# Excerpts from a location annotation dataset
☆ ☆ ☆ ☆

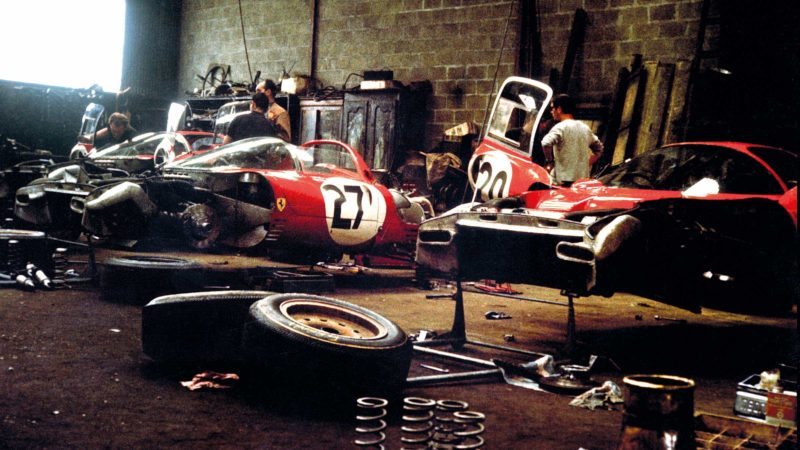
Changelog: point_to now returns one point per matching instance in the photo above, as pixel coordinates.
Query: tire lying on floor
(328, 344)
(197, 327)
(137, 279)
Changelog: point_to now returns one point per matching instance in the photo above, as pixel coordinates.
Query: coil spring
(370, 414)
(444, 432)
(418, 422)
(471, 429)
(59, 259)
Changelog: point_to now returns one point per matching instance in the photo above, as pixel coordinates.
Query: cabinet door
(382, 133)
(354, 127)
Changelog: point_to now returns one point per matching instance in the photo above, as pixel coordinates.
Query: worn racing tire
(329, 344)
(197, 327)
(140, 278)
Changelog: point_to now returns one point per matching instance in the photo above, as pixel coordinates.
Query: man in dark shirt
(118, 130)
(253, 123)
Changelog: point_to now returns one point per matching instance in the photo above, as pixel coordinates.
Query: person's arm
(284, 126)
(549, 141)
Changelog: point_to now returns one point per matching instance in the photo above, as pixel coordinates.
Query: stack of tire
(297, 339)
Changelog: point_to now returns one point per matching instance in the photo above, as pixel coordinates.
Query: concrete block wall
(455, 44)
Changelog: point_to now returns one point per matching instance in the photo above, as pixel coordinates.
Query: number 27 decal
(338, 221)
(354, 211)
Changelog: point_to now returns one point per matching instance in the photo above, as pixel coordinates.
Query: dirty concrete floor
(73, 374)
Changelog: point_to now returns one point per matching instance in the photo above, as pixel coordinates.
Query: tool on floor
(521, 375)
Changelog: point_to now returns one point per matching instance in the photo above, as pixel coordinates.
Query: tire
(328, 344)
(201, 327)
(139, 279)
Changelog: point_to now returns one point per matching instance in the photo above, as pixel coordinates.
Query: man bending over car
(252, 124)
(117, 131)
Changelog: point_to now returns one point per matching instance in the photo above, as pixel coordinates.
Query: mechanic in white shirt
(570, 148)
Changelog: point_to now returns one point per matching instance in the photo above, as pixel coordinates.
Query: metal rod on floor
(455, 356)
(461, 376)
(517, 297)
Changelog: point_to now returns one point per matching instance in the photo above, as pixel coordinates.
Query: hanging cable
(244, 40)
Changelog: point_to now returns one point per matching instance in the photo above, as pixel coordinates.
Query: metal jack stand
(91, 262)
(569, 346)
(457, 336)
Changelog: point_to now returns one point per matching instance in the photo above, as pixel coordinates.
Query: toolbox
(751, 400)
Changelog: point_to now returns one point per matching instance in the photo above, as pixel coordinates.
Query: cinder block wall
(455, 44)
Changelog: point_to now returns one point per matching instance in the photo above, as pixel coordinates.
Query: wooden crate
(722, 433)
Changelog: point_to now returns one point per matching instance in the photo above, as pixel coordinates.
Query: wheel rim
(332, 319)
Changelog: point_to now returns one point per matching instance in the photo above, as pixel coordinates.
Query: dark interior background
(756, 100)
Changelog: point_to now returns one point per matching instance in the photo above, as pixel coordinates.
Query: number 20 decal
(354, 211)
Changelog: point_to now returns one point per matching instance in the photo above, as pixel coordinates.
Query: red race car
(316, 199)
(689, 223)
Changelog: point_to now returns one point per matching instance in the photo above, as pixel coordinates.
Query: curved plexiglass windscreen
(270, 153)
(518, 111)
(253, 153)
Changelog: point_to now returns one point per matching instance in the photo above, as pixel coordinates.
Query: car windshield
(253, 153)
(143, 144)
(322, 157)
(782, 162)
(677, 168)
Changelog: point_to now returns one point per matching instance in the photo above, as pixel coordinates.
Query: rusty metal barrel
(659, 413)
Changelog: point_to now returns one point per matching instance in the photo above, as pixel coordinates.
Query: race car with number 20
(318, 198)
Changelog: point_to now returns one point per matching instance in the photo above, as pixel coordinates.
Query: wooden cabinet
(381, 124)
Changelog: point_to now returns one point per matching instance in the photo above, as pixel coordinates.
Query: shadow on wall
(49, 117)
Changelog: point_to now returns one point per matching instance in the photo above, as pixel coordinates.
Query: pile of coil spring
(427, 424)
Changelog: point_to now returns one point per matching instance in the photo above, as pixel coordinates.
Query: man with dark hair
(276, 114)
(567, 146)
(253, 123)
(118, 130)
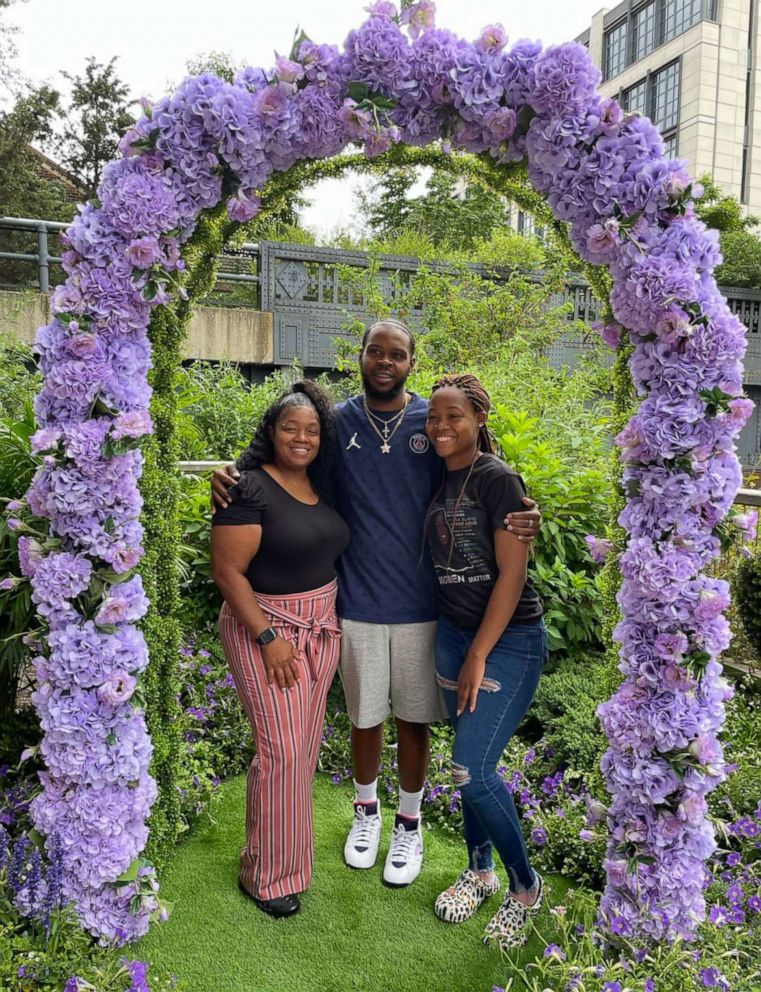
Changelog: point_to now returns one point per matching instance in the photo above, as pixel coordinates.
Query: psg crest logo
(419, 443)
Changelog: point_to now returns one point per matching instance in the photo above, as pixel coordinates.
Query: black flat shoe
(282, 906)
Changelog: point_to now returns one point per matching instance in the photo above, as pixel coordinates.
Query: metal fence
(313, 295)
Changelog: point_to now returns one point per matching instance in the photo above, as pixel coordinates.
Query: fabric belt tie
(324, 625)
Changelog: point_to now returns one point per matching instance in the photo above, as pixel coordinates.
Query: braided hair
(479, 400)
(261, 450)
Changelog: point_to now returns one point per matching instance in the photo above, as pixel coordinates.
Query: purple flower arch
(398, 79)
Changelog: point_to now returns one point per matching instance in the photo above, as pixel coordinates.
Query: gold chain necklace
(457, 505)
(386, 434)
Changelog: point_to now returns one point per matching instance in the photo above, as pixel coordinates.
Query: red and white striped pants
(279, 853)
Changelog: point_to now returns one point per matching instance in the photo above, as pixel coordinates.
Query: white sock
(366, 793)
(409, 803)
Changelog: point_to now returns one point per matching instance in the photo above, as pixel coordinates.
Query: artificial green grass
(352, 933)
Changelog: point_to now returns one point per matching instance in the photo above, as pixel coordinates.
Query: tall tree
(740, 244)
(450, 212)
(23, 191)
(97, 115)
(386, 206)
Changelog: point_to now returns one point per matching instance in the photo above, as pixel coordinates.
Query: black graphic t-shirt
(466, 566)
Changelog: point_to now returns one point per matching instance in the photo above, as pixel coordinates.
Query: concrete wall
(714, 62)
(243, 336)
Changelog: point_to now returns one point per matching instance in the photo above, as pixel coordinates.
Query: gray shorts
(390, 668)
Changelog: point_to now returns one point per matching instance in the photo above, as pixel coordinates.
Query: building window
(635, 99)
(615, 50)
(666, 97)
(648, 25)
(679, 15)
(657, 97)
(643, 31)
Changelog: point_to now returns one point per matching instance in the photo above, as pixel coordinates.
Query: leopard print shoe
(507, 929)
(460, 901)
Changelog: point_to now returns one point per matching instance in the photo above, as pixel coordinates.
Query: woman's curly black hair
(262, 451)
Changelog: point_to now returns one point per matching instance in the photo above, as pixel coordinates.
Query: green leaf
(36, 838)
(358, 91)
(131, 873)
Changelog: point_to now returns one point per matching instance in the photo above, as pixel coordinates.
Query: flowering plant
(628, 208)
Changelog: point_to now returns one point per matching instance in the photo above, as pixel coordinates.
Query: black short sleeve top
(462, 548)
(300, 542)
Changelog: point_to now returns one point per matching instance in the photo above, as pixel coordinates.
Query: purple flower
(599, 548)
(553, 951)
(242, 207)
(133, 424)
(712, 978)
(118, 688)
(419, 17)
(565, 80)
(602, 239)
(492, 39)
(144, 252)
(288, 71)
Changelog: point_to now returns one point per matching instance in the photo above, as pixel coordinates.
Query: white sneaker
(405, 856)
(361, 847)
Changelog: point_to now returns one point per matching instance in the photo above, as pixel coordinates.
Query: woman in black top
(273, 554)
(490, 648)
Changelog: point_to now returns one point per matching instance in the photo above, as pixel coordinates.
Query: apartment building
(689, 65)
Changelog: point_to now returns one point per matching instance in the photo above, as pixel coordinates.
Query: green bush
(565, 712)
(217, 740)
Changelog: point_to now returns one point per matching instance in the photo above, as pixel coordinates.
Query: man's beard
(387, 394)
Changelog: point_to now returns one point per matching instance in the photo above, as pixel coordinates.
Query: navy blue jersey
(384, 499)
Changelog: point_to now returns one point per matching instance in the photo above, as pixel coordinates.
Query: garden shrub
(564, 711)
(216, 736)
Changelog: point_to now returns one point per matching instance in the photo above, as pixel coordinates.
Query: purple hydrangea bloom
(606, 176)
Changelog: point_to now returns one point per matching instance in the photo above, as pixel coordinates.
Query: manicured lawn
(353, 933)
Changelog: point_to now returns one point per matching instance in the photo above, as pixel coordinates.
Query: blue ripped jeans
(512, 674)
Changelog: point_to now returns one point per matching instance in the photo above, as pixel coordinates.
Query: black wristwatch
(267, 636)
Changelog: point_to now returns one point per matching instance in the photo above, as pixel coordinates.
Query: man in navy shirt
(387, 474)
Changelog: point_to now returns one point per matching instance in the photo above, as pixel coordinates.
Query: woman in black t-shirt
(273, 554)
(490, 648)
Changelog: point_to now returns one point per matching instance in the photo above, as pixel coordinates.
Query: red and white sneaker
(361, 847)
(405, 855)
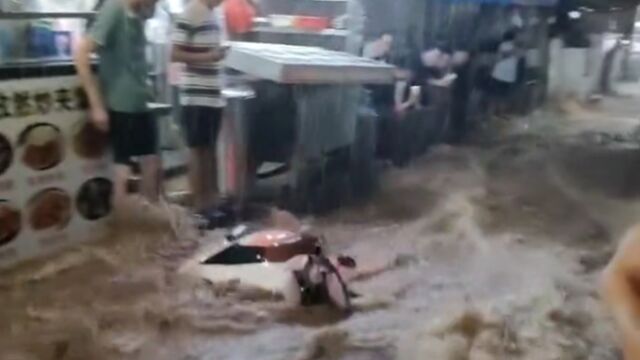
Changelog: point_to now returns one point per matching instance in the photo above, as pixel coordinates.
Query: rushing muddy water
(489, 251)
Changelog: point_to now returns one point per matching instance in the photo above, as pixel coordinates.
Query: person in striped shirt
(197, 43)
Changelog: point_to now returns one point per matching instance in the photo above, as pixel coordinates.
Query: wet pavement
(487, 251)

☆ ☆ ☆ ☆

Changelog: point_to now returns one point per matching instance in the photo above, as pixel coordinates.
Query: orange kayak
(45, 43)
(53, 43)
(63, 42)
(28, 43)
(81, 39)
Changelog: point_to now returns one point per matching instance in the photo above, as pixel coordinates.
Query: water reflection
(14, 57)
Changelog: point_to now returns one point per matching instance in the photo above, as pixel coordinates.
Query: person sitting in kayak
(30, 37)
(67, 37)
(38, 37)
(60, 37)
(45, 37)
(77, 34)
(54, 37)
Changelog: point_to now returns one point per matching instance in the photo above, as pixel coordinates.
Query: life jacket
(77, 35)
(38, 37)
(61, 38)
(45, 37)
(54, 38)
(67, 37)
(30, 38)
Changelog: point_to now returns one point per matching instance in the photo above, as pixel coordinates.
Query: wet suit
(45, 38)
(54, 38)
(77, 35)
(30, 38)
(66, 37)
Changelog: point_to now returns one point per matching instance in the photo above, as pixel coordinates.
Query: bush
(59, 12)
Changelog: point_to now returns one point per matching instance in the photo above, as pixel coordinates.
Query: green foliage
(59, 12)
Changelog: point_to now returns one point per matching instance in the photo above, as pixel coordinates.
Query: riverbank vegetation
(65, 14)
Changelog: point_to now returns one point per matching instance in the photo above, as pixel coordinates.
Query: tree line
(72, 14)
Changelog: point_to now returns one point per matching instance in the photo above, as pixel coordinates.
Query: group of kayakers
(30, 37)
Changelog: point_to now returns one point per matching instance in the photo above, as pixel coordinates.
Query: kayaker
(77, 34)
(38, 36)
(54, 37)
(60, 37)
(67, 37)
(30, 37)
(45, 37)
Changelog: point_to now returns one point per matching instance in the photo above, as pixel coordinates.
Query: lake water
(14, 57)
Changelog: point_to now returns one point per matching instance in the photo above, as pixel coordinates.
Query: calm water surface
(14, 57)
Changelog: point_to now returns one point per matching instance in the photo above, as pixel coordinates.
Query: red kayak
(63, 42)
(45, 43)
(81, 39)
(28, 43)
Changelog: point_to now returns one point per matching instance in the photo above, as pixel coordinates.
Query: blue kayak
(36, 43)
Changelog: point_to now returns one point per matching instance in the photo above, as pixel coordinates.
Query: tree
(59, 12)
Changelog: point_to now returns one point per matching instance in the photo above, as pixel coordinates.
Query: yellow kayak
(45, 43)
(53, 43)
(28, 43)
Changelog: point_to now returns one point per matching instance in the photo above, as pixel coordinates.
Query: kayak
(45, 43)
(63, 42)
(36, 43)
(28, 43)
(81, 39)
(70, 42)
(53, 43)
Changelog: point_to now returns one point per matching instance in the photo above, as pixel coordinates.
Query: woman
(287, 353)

☆ ☆ ☆ ☆

# Job
Identify each line above that contains the word "decal", and copy every such line in full.

# The reply
Query: number 27 decal
Query: number 20 decal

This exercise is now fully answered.